What the task requires:
Return, word for word, only the lines from the one containing "of the reddish" through the last line of the entries.

>> BEGIN Provided data

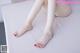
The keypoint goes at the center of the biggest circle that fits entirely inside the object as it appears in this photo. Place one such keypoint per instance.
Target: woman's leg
(47, 34)
(28, 24)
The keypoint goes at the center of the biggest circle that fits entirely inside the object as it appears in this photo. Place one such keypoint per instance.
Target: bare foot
(22, 31)
(44, 40)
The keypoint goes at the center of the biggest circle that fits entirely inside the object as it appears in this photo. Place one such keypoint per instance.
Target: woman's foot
(44, 40)
(22, 31)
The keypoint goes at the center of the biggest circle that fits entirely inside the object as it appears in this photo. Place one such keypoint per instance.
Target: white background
(66, 30)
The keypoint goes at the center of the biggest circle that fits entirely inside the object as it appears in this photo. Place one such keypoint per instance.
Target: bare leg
(47, 34)
(28, 24)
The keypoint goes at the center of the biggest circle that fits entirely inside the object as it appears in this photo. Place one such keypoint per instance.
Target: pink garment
(62, 1)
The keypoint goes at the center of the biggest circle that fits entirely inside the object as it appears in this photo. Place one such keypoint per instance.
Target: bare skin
(47, 33)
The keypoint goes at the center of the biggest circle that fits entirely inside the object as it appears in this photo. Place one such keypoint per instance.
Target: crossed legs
(28, 24)
(47, 33)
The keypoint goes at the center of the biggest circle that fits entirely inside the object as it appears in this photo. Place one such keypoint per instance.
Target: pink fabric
(61, 1)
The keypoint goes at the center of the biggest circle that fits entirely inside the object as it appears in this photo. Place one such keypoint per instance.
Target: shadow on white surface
(66, 37)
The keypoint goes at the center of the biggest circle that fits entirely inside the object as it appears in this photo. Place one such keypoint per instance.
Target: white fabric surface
(66, 36)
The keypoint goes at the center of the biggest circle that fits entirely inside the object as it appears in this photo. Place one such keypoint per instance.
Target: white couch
(67, 32)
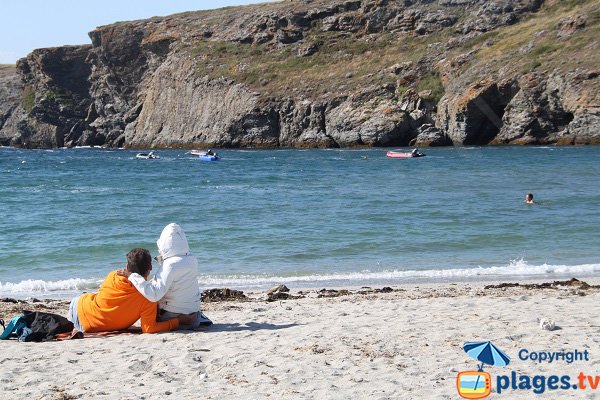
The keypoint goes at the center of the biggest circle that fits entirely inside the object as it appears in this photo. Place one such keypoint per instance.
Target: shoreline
(349, 284)
(499, 287)
(403, 343)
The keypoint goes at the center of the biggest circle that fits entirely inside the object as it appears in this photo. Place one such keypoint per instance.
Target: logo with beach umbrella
(478, 384)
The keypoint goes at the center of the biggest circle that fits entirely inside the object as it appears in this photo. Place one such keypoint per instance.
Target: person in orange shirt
(118, 304)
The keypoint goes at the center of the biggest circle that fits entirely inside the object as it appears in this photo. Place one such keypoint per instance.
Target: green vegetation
(28, 98)
(332, 63)
(537, 43)
(432, 82)
(338, 62)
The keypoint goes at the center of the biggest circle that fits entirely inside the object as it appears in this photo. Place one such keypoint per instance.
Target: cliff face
(321, 73)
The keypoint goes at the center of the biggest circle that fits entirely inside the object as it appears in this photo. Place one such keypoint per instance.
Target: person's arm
(156, 288)
(151, 325)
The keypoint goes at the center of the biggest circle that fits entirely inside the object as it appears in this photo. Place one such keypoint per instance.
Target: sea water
(304, 218)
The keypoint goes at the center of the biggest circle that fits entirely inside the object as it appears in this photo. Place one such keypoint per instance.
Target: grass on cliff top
(340, 63)
(534, 44)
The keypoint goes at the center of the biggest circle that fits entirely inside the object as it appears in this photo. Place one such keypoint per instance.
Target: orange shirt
(116, 306)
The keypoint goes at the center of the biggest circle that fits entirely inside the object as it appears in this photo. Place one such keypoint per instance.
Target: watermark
(479, 384)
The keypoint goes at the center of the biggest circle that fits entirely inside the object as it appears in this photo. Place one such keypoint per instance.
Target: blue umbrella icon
(487, 353)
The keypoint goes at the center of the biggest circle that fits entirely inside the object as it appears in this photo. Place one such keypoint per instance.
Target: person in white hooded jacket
(175, 285)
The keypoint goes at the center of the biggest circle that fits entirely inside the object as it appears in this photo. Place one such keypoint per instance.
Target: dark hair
(139, 260)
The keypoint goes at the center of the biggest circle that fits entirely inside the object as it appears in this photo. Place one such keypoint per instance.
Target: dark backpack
(43, 326)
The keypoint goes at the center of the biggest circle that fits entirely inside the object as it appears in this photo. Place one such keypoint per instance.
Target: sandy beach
(361, 343)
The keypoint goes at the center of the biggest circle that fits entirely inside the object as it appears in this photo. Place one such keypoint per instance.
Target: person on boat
(175, 285)
(529, 198)
(118, 304)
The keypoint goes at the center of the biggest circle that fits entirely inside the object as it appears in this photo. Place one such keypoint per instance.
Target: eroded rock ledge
(320, 73)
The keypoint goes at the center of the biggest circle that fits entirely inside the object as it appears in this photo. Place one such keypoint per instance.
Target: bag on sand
(36, 326)
(15, 325)
(44, 326)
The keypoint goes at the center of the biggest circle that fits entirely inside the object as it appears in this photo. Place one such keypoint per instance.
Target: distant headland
(318, 73)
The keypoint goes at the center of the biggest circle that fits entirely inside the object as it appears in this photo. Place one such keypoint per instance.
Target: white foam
(516, 268)
(38, 286)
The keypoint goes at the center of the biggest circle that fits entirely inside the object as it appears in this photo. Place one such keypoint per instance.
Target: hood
(172, 242)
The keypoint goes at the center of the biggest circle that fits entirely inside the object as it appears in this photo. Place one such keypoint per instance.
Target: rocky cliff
(320, 73)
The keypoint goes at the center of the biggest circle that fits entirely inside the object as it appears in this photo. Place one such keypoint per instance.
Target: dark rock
(174, 81)
(225, 294)
(278, 289)
(332, 293)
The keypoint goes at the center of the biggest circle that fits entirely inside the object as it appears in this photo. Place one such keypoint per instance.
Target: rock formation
(318, 73)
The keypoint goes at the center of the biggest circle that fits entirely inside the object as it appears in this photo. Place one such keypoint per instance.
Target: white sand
(401, 345)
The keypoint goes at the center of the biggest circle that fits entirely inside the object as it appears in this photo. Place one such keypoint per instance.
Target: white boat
(147, 156)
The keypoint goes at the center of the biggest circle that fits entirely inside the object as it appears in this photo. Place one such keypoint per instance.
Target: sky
(26, 25)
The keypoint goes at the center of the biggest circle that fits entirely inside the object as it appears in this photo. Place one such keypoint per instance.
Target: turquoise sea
(305, 218)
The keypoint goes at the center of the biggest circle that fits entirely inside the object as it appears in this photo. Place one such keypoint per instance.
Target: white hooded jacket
(175, 284)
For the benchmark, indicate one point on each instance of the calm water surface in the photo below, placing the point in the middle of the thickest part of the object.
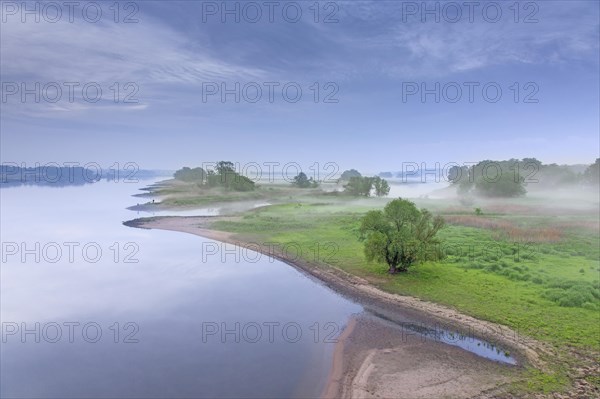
(173, 323)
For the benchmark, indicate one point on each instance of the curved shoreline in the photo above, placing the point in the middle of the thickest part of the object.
(350, 371)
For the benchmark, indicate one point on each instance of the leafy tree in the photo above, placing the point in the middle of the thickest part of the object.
(302, 181)
(224, 167)
(348, 174)
(592, 173)
(382, 188)
(224, 175)
(359, 186)
(400, 235)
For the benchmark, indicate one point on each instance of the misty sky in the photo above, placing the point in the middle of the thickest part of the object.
(367, 57)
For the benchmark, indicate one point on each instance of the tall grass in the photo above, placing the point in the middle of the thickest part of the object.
(507, 230)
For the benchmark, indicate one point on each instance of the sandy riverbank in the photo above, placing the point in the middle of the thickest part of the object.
(373, 358)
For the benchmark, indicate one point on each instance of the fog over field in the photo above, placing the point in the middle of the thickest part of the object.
(300, 199)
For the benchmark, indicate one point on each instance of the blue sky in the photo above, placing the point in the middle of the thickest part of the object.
(369, 57)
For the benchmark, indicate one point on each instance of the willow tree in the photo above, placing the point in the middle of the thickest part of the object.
(400, 235)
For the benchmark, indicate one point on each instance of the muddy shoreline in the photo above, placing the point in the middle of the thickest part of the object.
(369, 351)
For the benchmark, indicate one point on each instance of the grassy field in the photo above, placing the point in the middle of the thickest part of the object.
(520, 263)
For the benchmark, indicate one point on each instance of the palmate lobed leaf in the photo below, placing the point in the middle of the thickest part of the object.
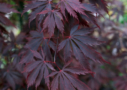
(6, 8)
(63, 80)
(13, 77)
(79, 43)
(37, 70)
(54, 18)
(102, 4)
(72, 6)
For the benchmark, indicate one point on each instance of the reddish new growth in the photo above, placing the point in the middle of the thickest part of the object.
(71, 18)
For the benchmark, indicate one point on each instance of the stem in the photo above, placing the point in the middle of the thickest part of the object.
(56, 47)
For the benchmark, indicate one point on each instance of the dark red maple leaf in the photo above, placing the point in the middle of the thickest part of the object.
(38, 69)
(37, 6)
(80, 44)
(63, 80)
(35, 41)
(13, 77)
(101, 3)
(53, 18)
(72, 6)
(5, 8)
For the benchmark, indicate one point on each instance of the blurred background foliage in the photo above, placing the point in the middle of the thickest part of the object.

>> END Provided data

Output:
For the benchmark, indicate one point on each instance of the reddish new growth in the photo above, placing the point in the middle of the thickest part of the object.
(71, 18)
For the benchmark, indicate one point on each instance of the stem in the photo above, placing the point in the middle of the thickest part of the object.
(56, 47)
For the benchmark, indicate one point on each instance of the dark red maple leaf in the photo above, placing the point in the middle of the thickest part of the object.
(38, 69)
(37, 6)
(80, 44)
(63, 80)
(35, 41)
(13, 77)
(101, 3)
(53, 18)
(72, 6)
(5, 8)
For the benchmark, indicate one point on each instance of the blurred background foliage in the photo above, placing the point in the middle of the thickest part of the object.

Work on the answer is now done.